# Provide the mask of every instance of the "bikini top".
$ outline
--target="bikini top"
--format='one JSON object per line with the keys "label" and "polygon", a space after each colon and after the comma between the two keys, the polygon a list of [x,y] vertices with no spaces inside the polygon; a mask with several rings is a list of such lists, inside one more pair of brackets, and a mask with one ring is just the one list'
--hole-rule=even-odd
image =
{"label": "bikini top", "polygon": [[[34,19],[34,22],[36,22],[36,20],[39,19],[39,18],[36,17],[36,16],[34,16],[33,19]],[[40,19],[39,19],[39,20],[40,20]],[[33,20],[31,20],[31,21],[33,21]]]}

_DESCRIPTION OF THE TASK_: Collect each line of the items above that contains the string "polygon", treating uppercase and lowercase letters as distinct.

_RESPONSE TO THIS TASK_:
--format='one JSON object per line with the keys "label" and "polygon", a space after each colon and after the comma between the two keys, the polygon a list of [x,y] vertices with no spaces inside the polygon; a mask with several rings is a list of such lists, inside one more pair of brackets, and a mask with one ring is just the one list'
{"label": "bikini top", "polygon": [[[34,19],[34,22],[36,22],[36,20],[39,19],[39,18],[36,17],[36,16],[34,16],[33,19]],[[40,19],[39,19],[39,20],[40,20]],[[33,20],[31,20],[31,21],[33,21]]]}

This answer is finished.